--- EXCERPT TO READ Enclosed Below ---

By Steve Kastenbaum, CNN Radio
The horrific footage of executed children lined up in a neat row in Houla prompted an immediate outcry from diplomats around the world. The U.N.’s representative to Syria led the call.
“We are at a tipping point. The Syrian people do not want the future to be one of bloodshed and division,” special envoy Kofi Annan said earlier this week. Soon, others adopted the tipping point theme as they expelled senior Syrian diplomats from their countries.
The gut wrenching images seemed to be moving the international community toward intervening in the nearly 15-month conflict. But was it really a tipping point or just one well publicized atrocity no different than many others that have taken place this past year in Syria?
“I’m not sure at all that it is a turning point,” said Elliot Abrams, a former deputy national security adviser in the George W. Bush administration. Today, Abrams is an expert on the Middle East at the Council on Foreign Relations. While the images of dead children in Houla strike an emotional chord with anyone who sees them, he says this sort of thing has probably happened before. “There are, after all, 12,000 dead. So there’s a likelihood that there are previous cases like this. But they haven’t been so well publicized.”

--- End of Enclosed EXCERPT TO READ ---
--- RAW DATA Enclosed Below ---

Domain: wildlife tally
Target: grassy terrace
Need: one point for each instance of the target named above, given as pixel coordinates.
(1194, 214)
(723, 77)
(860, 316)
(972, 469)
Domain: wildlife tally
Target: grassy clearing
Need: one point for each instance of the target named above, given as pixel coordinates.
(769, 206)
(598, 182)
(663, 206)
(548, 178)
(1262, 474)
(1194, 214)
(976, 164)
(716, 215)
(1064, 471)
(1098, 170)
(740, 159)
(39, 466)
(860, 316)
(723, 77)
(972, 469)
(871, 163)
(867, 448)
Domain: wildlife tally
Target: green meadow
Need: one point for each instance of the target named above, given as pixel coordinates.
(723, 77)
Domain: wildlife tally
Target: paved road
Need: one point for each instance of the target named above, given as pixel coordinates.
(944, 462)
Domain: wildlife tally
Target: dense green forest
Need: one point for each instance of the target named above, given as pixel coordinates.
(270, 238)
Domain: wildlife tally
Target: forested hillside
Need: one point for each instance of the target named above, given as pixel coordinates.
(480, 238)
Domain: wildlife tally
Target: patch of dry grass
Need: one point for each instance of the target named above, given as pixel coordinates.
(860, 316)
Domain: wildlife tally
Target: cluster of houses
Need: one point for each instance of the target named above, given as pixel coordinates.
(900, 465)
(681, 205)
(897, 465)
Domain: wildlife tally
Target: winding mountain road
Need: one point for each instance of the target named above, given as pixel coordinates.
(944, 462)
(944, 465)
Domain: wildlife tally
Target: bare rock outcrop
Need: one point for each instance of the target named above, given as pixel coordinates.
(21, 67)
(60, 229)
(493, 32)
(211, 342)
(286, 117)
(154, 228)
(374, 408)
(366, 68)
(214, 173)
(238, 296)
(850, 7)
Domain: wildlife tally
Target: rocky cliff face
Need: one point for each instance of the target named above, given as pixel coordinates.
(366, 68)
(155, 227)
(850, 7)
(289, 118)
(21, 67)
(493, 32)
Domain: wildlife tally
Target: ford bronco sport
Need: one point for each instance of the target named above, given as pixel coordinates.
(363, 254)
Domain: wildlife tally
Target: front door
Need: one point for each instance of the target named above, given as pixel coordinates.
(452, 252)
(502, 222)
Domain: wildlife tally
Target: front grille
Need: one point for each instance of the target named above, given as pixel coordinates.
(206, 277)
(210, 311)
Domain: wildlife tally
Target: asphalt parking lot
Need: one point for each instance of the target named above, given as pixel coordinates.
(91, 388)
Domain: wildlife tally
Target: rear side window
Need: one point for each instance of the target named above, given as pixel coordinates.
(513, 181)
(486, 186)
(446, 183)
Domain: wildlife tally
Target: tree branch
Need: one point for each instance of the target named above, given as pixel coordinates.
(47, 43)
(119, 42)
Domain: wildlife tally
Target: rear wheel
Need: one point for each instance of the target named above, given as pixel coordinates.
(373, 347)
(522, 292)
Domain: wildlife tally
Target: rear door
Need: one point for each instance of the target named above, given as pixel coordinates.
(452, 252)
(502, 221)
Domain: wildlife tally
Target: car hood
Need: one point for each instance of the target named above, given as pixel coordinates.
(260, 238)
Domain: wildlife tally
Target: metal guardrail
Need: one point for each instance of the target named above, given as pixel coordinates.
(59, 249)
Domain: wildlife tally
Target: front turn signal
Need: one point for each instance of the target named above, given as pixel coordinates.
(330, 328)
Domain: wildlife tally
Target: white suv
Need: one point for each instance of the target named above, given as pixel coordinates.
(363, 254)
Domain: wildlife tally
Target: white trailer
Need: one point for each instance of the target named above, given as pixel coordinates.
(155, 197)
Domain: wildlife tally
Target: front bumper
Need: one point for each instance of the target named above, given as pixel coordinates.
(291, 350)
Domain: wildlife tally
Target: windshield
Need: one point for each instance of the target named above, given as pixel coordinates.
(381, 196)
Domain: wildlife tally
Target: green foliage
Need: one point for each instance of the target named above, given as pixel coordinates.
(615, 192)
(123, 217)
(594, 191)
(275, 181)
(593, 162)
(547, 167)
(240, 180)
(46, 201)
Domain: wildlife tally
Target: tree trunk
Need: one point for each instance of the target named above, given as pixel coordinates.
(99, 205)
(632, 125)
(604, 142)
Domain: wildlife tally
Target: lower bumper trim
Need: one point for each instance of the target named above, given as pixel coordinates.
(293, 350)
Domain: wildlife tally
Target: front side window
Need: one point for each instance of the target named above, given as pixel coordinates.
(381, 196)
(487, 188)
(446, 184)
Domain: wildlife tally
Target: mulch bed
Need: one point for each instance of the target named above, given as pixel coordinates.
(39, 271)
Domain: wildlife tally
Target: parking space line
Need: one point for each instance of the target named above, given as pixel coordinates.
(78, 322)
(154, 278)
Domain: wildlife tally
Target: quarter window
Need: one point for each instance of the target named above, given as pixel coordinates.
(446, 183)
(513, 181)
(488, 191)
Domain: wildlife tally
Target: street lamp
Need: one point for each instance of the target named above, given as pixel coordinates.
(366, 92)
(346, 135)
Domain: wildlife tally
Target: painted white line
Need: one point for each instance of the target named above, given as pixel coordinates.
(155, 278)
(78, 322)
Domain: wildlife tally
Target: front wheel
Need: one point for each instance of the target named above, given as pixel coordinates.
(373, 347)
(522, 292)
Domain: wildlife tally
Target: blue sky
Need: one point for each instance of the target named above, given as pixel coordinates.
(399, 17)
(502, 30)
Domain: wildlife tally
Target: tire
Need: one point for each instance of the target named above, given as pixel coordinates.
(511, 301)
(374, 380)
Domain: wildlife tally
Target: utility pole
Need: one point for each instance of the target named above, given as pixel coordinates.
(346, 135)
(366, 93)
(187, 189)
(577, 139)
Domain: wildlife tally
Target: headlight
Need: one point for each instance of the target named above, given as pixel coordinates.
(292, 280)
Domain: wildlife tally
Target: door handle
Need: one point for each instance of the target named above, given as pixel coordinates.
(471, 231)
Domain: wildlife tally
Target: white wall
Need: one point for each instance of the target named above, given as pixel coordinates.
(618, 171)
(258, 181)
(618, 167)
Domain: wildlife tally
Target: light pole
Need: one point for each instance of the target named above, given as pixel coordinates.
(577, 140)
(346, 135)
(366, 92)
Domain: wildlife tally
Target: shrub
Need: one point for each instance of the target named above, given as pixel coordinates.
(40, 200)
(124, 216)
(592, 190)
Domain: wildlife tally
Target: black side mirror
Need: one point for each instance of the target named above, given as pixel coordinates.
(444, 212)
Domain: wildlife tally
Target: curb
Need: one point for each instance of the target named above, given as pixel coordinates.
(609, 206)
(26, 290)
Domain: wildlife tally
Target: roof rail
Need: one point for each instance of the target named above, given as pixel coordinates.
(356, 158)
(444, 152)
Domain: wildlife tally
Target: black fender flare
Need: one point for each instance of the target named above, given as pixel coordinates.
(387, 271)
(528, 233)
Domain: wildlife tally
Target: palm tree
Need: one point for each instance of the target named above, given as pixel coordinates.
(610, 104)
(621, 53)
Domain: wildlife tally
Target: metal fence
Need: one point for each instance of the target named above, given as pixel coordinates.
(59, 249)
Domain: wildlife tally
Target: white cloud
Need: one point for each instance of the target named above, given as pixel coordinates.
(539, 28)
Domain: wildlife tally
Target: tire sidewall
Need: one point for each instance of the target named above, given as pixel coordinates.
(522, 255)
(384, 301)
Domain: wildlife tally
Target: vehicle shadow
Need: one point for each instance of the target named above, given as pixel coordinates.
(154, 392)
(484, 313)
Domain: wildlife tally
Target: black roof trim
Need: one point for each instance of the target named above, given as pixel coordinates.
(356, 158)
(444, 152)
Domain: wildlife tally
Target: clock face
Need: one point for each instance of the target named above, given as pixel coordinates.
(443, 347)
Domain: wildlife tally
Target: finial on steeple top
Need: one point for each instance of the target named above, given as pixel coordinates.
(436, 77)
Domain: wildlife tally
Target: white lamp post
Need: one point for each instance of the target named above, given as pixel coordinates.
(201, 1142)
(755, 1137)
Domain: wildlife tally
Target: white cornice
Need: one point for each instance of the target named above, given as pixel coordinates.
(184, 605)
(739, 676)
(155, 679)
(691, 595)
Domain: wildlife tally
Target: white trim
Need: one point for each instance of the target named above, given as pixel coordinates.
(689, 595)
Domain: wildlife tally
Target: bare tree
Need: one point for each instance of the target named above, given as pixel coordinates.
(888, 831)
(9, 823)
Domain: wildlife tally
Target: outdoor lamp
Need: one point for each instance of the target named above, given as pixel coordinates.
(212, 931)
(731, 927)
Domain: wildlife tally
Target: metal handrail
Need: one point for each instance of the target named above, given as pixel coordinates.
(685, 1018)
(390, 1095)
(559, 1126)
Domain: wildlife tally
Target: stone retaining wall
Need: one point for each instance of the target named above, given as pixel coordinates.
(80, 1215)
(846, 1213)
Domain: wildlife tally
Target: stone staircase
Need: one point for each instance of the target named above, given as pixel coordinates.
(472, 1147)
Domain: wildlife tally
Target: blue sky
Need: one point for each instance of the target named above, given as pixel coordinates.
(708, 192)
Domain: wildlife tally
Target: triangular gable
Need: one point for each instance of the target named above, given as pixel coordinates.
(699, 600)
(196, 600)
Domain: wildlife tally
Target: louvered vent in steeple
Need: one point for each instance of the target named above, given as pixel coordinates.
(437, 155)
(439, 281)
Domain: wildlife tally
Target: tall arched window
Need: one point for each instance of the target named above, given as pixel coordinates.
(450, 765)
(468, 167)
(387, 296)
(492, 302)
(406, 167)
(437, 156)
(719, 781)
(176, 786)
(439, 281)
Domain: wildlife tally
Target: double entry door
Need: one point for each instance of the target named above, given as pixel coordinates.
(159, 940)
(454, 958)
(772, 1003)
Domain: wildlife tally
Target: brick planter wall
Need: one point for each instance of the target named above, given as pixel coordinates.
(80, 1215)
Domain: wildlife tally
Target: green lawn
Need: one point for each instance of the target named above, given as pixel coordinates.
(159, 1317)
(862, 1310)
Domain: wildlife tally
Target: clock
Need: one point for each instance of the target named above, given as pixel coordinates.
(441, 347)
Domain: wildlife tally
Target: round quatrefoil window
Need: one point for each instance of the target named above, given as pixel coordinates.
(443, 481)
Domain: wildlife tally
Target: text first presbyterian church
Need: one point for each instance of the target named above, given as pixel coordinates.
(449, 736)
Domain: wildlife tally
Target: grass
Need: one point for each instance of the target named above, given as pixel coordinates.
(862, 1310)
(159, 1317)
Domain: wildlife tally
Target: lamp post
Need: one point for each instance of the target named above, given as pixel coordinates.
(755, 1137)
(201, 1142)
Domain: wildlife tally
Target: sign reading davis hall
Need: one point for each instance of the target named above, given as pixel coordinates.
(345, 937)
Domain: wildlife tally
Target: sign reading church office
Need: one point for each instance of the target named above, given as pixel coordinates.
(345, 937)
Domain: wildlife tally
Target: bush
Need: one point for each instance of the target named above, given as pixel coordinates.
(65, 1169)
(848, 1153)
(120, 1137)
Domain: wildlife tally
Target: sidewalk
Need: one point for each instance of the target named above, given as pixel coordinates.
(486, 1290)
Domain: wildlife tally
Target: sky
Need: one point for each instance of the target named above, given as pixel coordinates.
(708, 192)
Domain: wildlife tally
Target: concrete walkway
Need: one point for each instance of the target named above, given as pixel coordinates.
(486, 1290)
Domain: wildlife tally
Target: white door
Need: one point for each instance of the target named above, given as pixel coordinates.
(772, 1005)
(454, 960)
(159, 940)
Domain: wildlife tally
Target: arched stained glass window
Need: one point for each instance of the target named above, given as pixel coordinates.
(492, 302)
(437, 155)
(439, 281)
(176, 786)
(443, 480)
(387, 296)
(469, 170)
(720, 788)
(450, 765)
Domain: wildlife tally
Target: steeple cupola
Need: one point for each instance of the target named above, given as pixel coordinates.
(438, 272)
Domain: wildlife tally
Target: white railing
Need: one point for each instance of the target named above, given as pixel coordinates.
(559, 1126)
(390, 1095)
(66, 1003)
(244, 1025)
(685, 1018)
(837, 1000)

--- End of Enclosed RAW DATA ---

WORK TO COMPLETE ▸
Using the report on the Houla killings, answer the following:
(a) What title does the report give Kofi Annan?
(b) How long does the report say the conflict in Syria had lasted?
(c) What death toll does Elliot Abrams cite?

SOLUTION FOR THIS TASK ▸
(a) Special envoy (the U.N.'s representative to Syria)
(b) Nearly 15 months
(c) 12,000 dead